# Rows
* start *
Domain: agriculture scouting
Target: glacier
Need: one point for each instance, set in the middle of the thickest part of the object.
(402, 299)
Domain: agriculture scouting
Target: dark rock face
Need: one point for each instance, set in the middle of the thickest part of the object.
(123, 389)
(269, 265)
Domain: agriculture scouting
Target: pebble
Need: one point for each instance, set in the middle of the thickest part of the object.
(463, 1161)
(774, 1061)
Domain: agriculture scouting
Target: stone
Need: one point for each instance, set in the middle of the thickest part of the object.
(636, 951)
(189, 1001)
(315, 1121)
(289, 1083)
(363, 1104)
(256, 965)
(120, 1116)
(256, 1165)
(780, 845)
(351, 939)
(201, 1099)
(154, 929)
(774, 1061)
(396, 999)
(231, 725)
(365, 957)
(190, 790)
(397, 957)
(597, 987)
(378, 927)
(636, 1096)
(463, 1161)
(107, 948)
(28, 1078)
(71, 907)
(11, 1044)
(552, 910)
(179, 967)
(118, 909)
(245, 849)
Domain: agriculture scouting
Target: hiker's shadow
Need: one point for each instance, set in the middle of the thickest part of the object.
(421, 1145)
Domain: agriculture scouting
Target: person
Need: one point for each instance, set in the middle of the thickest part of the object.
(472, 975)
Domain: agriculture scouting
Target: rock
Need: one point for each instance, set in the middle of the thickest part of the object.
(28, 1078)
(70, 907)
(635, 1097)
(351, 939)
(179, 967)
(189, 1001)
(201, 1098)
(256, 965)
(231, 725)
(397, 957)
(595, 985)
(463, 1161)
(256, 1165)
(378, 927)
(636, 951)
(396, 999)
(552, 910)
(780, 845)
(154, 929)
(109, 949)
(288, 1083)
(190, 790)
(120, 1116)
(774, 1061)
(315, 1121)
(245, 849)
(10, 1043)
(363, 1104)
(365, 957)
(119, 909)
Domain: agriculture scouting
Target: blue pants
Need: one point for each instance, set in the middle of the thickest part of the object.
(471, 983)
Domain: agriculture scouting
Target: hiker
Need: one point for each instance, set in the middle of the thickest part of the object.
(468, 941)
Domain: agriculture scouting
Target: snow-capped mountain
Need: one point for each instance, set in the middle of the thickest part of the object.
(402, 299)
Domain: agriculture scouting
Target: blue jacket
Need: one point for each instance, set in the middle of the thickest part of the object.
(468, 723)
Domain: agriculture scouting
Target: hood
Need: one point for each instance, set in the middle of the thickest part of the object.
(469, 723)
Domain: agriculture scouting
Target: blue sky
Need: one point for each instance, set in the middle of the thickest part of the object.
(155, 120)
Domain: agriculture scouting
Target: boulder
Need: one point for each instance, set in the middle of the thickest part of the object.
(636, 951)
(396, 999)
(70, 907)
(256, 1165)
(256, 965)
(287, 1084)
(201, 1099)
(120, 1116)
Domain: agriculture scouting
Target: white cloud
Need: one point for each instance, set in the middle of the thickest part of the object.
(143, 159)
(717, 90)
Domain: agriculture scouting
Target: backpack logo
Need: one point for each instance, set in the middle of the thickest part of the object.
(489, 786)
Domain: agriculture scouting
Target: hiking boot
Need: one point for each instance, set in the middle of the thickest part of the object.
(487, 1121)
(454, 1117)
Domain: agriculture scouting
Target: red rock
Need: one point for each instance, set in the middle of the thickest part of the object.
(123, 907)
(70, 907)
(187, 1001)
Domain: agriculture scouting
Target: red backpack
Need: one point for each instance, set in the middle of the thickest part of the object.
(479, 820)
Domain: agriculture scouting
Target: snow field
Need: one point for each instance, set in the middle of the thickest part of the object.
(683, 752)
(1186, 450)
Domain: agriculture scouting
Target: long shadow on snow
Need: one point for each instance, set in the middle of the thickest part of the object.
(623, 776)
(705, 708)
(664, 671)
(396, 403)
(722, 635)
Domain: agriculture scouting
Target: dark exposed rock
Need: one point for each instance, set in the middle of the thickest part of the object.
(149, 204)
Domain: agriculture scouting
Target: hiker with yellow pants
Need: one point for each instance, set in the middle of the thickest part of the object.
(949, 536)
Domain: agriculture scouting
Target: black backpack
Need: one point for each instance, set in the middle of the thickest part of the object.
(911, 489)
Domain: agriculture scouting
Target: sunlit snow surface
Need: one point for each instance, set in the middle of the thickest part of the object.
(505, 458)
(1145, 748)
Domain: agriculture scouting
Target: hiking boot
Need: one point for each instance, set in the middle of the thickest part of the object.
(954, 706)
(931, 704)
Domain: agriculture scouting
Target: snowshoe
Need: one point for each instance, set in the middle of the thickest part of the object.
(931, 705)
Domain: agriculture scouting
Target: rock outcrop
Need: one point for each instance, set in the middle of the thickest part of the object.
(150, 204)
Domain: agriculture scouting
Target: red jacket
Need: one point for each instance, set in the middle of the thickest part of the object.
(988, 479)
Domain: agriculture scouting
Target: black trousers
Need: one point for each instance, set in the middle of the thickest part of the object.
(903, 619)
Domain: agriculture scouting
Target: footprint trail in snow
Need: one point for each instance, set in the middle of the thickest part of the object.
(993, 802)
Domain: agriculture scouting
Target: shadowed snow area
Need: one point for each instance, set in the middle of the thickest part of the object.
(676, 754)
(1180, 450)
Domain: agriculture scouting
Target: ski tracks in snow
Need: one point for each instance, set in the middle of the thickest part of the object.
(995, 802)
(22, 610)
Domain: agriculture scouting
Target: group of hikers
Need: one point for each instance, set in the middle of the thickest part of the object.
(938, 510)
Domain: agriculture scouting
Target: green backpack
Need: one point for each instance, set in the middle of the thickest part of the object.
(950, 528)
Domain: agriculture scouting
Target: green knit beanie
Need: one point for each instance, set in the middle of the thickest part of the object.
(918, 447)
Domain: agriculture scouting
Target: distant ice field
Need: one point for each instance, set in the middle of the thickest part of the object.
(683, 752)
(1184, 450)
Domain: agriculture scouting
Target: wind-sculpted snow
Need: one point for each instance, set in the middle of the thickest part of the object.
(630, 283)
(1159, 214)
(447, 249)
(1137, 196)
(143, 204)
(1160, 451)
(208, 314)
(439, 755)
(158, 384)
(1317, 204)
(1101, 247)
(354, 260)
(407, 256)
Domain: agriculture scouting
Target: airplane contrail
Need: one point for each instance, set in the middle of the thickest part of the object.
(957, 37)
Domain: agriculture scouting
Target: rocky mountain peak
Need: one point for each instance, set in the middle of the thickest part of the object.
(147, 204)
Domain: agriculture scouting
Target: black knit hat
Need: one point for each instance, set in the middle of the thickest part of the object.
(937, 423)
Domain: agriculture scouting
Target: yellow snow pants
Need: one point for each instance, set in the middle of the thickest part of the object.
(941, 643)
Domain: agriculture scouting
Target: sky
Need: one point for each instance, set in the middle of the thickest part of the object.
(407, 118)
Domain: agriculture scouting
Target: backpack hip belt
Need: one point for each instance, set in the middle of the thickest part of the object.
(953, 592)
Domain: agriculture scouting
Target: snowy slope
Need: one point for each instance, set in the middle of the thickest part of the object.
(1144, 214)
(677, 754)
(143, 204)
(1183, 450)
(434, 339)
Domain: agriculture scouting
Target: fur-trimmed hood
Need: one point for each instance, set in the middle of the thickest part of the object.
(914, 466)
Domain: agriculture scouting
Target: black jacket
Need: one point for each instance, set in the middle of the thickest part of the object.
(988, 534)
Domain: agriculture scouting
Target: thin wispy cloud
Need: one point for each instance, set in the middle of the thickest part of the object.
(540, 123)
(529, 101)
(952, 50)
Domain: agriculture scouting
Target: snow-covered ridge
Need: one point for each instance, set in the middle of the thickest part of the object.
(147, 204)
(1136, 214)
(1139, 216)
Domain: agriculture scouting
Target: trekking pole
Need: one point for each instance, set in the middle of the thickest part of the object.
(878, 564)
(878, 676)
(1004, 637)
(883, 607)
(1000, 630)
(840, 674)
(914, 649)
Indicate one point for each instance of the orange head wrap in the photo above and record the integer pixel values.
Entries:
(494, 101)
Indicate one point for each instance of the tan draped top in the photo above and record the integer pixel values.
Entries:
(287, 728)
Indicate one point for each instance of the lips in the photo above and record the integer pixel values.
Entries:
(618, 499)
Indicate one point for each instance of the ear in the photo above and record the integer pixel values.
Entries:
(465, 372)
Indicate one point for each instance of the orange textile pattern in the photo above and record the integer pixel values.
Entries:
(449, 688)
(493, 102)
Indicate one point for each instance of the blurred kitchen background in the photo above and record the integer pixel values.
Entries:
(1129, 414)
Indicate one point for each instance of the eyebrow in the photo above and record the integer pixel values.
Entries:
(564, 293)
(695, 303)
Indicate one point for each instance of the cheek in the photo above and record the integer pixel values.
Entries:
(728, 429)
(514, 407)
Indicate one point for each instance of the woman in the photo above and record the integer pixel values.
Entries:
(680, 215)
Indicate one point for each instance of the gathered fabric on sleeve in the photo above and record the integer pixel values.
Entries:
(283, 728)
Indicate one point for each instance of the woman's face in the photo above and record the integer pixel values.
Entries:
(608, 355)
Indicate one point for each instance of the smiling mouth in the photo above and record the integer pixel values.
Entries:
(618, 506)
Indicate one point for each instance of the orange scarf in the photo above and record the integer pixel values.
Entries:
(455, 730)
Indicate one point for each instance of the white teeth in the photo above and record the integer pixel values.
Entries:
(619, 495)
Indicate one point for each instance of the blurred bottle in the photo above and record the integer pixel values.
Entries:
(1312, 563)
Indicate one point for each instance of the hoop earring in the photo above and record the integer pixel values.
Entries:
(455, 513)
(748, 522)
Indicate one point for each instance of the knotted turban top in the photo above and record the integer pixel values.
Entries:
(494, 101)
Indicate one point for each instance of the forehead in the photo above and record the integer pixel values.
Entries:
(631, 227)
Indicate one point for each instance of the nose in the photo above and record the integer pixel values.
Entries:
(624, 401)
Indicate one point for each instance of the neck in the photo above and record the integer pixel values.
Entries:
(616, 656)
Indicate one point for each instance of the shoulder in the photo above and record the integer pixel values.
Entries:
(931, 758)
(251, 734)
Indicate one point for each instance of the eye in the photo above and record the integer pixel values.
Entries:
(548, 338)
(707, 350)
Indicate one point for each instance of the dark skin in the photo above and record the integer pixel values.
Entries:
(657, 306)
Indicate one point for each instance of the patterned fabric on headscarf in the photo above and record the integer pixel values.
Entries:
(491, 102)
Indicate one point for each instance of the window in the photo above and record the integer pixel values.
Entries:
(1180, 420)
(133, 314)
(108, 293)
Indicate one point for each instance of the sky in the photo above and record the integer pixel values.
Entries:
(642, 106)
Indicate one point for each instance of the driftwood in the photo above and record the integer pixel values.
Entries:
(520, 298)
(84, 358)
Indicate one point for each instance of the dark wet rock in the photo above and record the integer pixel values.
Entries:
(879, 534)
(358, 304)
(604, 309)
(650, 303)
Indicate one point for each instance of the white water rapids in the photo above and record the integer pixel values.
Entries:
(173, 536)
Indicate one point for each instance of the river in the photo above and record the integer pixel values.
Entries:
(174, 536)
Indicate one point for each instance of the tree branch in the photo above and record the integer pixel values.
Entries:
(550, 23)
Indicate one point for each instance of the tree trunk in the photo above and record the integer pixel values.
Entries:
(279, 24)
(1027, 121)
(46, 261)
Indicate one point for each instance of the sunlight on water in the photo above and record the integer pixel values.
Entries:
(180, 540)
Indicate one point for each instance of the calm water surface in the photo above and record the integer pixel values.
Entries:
* end *
# What the task requires
The required output is the span of lines from the one containing "Indicate one point for each instance of the dark wet" to the last line, reproduced character for character.

# Result of this exercise
Indicate one point for each instance of the dark wet rock in the photo above and record the integer pixel values.
Entries:
(879, 534)
(358, 304)
(604, 309)
(650, 303)
Indicate one point for each instance of the white water rapids in the photo above and record the integer pixel values.
Entries:
(173, 536)
Indicate one point for each instance of the river in the photo above and record the integer pixel values.
Entries:
(174, 536)
Indicate one point for each instance of the tree branch in the photo above and record the integer pixel values.
Entries:
(550, 23)
Indicate one point for each instance of the tree trunk in the photo above and record the integer pixel values.
Entries:
(279, 24)
(1027, 121)
(46, 261)
Indicate one point for each instance of the sunlight on water in the photo above and record the integer pixel values.
Entries:
(180, 540)
Indicate one point for each instance of the calm water surface in the photo above and record the integer pixel values.
Entries:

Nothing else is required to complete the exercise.